Destaco neste breve espaço mais uma perola deste novo cinema argentino: Medianeras: Buenos Aires na era do amor virtual.
Película dirigida por Gustavo Taretto, que baseou o longa numa curta de
mesmo nome e do próprio diretor. Significa dizer que o longa tem origem
num curta-metragem que demonstrava ter fôlego e provou.
Num resumo
rápido da trama: Marina, Martin e a cidade de Buenos Aires nos dias
atuais. Os dois vivem na mesma cidade, na mesma quadra, em apartamentos
um em frente do outro, mas nunca conseguem se encontrar. Ela é arquiteta
de formação e vitrinista de profissão. Ele é webdesigner vidrado por
computador e internet. Ambos absolutamente solitários numa metrópole que
não perdoa solitários. Ela sobe as escadas, ele desce as escadas; ela
entra no ônibus, ele desce do ônibus… A cidade que os coloca juntos é a
mesma que os separa.
Mas isso é
apenas um resumo superficial e com pouca importância diante da
construção detalhada do cotidiano dos personagens e de como chegaram
cada um a sua solidão insuportável. O filme inicia de bate pronto com
Martin descrevendo arquitetonicamente a cidade de Buenos Aires e de como
se modernizou para separar, isolar e tornar as pessoas solitárias numa
multidão de viventes, além da descrição de como foi friamente abandonado
pela namorada que se mandou para os Estados Unidos depois de uma das
crises neoliberais da Argentina, deixando para ele uma cachorrinha de
companhia.
Maravilhosamente
dura e trágica é a descrição de Mariana no que diz respeito a sua
relação. Afirma categoricamente que viveu uma relação de quatro anos com
uma pessoa que tornou-se um estranho para ela, chegando a contar horas,
dias e meses que perfazem os exatos quatro anos.
Quem não
viveu um dia esta situação de ter aquele ou aquela que pensávamos amar
como um estranho, depois de anos de convivência sofrida de ser uma
espécie de clandestino na vida desta pessoa? Um aprendizado “pela pedra”
viveu Mariana e aprendeu, superando-o.
O filme vai
dosando as falas dos personagens e algumas pequenas experiências
frustradas ou desastradas que aparecem para ambos. Destaco aqui uma cena
em que a personagem de tanto fazer e arrumar manequins senta no colo de
um, como se sugerisse uma relação sexual e depois afirma que só foi
sexo e nada mais. Soberbo! Exemplo máximo do desespero da solidão.
Paralelo a
este cotidiano, vamos tendo uma “aula” da urbana Buenos Aires, com seus
prédios grandiosos, sua arquitetura pós-moderna e suas contradições
vividas no corpo dos personagens. Sem final feliz aos moldes
melodramáticos Norte Americanos, o final é de um surpreendente encontro,
mas sem rumo ao certo ou sem onde pode chegar aqueles solitários
jovens. Por fim, mais um clássico (dentre tantos já clássicos) deste
jovem e profícuo cinema argentino.
BIBLIOGRAFIA
RANGIL, Viviana (editora). El cine argentino de hoy: entre el arte y la política. Buenos Aires: Biblos editora, 2007.

# Dados
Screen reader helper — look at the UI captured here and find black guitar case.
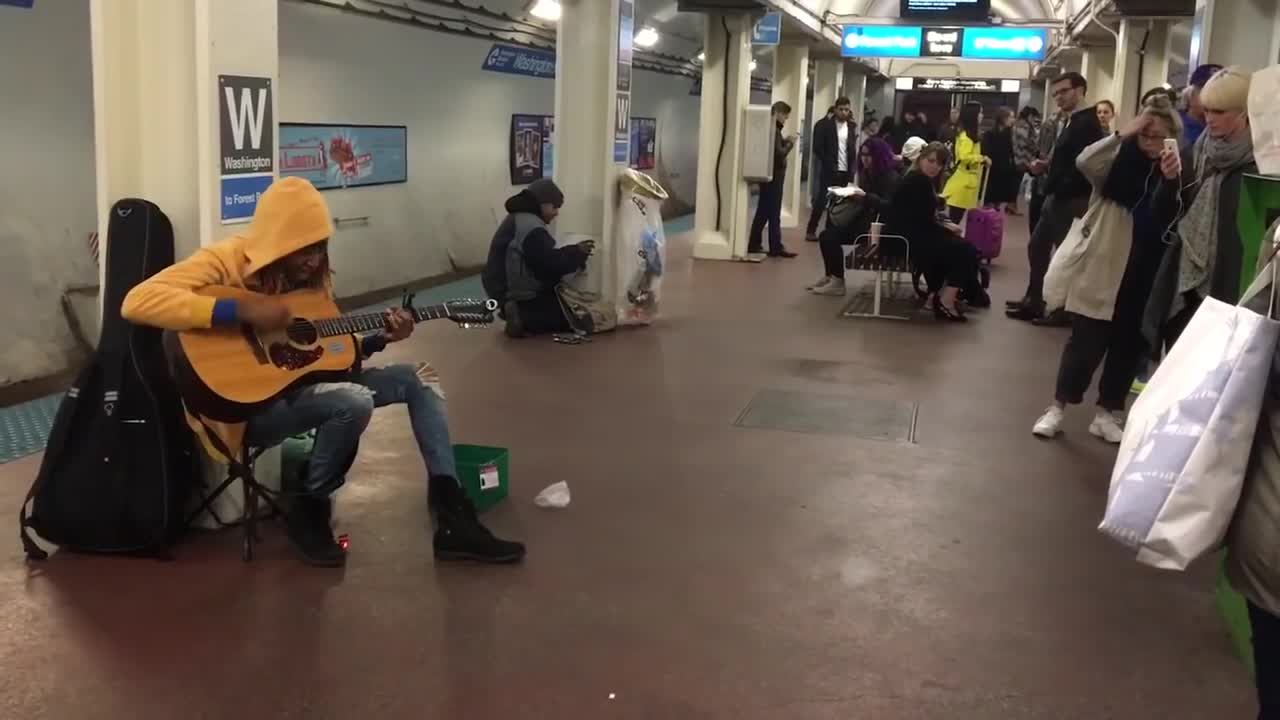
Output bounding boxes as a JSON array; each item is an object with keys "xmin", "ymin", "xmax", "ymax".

# Problema a resolver
Reproduza, sem nenhuma alteração, a parte do trecho para leitura que vai de "O filme vai" até "profícuo cinema argentino.", incluindo essas palavras. O material provém de outra fonte, sem relação com o trecho para leitura.

# Resposta do exercício
O filme vai
dosando as falas dos personagens e algumas pequenas experiências
frustradas ou desastradas que aparecem para ambos. Destaco aqui uma cena
em que a personagem de tanto fazer e arrumar manequins senta no colo de
um, como se sugerisse uma relação sexual e depois afirma que só foi
sexo e nada mais. Soberbo! Exemplo máximo do desespero da solidão.
Paralelo a
este cotidiano, vamos tendo uma “aula” da urbana Buenos Aires, com seus
prédios grandiosos, sua arquitetura pós-moderna e suas contradições
vividas no corpo dos personagens. Sem final feliz aos moldes
melodramáticos Norte Americanos, o final é de um surpreendente encontro,
mas sem rumo ao certo ou sem onde pode chegar aqueles solitários
jovens. Por fim, mais um clássico (dentre tantos já clássicos) deste
jovem e profícuo cinema argentino.